Qui sta il punto cruciale. Quando si parla, come nella norma qui sopra ricordata, di vincoli connessi alla tutela della salute, dell’ambiente etc., non si evocano possibili poteri discrezionali, possibili valutazioni di opportunità su che cosa è più o meno opportuno fare e prescrivere. Si parla di attività amministrativa che deve esaurirsi nella valutazione di un progetto relativamente al suo impatto sul mondo circostante sotto un determinato profilo (tutela dell’ambiente ad es.), su cui l’amministrazione non si deve esprimere in termini generali ed astratti, ma limitatamente a quanto l’istante Caio ha dichiarato di voler fare. Per procedere a questa valutazione servono solo competenze tecniche specifiche, più o meno come accade per i concorsi.
Ebbene, in linea di fatto, la gestione di queste tematiche avviene in termini in tutto e per tutto equivalenti alla discrezionalità, ovviamente di modesto livello. I dipendenti del comune e della regione, competenti per una determinata pratica, esaminano passo passo i progetti, assumendo sempre norme tecniche a parametro di riferimento. Di fronte ad interventi di una qualche complessità, questo approccio genera una quantità enorme di lavoro, destinata a durare tempi epocali.
Che tutto ciò non vada bene è pacifico, ma è tutt’altro che irresolubile. Bisogna qui dire a chiare lettere che se ci sono norme tecniche da rispettare esse devono essere note ex ante in ogni dettaglio, affinché la progettazione possa sempre, ab origine, adeguarvisi. E come è compito del legislatore dettare le norme e pubblicarle nella G.U., così spetta alle amministrazioni operative predisporne la diffusione, ovvero fare in modo che qualunque interessato possa conoscerne non solo i contenuti ma anche e forse soprattutto l’interpretazione che se ne dà di comune in comune, di regione in regione.
Ora i tempi che noi viviamo ci danno gli strumenti non solo per rendere note tutte le norme in tutte le loro interpretazioni ed applicazioni, ma anche per usarle immediatamente sia in sede di progettazione dell’iniziativa, sia in sede di controllo successivo. Tutte le norme tecniche possono essere espresse in formato digitale, vale a dire come uguale, maggiore o minore di ogni possibile grandezza X, Y, Z … n. L’inserzione di questi blocchi di regole in un’applicazione, come si dice, mette chi progetta l’iniziativa in grado di concepirla, svilupparla e progettarla secondo le regole tecniche adottate da una certa amministrazione, esattamente come consente poi alla stessa amministrazione di controllarne la conformità alle proprie norme[5].

──────────

* _OBIETTIVO DELL'ESERCIZIO_
Secondo il brano, in quale formato possono essere espresse tutte le norme tecniche? Rispondi basandoti soltanto sul brano, senza ricorrere ad altre fonti.

* _ESTRATTO DEI DATI_
──────────

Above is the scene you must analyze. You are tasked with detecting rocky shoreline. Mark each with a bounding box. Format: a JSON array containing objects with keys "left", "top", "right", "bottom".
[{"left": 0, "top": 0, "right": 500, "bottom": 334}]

──────────

* _IL RISULTATO_
In formato digitale, cioè come uguale, maggiore o minore di ogni possibile grandezza X, Y, Z … n.